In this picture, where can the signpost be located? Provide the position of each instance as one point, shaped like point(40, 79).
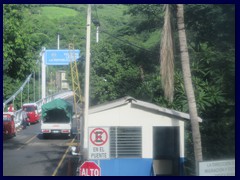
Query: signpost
point(98, 143)
point(59, 57)
point(217, 168)
point(90, 168)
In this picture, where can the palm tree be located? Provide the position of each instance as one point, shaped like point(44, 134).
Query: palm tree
point(166, 65)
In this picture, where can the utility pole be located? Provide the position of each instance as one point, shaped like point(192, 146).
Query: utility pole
point(58, 41)
point(87, 75)
point(43, 73)
point(97, 34)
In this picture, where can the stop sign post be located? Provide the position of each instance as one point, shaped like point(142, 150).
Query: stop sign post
point(90, 168)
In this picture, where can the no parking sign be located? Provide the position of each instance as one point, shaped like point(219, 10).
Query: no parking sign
point(98, 146)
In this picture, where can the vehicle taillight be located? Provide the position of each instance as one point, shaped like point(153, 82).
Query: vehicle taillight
point(46, 131)
point(66, 131)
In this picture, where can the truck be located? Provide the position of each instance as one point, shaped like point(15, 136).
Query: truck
point(57, 118)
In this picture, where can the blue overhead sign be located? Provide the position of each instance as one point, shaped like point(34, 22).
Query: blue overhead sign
point(60, 57)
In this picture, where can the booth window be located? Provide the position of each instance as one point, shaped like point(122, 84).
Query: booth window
point(126, 142)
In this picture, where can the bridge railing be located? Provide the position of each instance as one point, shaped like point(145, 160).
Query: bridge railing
point(62, 95)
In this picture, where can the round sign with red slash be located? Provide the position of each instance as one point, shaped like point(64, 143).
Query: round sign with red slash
point(98, 136)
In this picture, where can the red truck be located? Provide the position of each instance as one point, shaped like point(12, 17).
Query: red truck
point(8, 124)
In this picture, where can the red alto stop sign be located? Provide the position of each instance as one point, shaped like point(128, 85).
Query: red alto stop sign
point(90, 168)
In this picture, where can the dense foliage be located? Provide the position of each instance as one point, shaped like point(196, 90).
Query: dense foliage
point(126, 60)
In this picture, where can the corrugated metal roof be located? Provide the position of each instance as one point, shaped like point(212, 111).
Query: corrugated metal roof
point(150, 106)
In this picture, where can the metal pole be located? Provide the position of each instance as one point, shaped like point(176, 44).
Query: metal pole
point(58, 41)
point(43, 74)
point(87, 75)
point(97, 34)
point(28, 90)
point(34, 86)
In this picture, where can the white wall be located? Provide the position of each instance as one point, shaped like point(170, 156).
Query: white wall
point(131, 116)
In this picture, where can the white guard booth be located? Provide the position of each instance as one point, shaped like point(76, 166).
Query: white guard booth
point(144, 139)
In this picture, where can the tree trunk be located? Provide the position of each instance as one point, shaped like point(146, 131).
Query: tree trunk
point(188, 85)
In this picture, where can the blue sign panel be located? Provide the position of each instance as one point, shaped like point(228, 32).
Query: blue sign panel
point(60, 57)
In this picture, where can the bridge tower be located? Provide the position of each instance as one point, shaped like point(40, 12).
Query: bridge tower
point(78, 103)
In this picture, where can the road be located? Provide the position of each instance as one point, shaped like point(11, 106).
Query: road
point(28, 154)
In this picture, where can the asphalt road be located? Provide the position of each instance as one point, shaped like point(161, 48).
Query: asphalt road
point(28, 154)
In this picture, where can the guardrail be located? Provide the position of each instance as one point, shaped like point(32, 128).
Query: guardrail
point(62, 95)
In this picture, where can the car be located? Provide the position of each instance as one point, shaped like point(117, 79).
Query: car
point(32, 112)
point(9, 129)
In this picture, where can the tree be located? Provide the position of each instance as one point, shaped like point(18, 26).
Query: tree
point(188, 84)
point(167, 58)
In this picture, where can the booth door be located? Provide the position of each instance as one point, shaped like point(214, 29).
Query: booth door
point(166, 151)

=====

• AIM: Turn every line of the listing above, from the one containing "In this picture, where can the tree trunk" down to the one containing "point(188, 85)", into a JSON list of strings with one string per line and no blank lines.

• COMPLETED TASK:
[
  "In this picture, where can the tree trunk be located? Provide the position of each instance as one point, shaped like point(146, 131).",
  "Query: tree trunk",
  "point(188, 85)"
]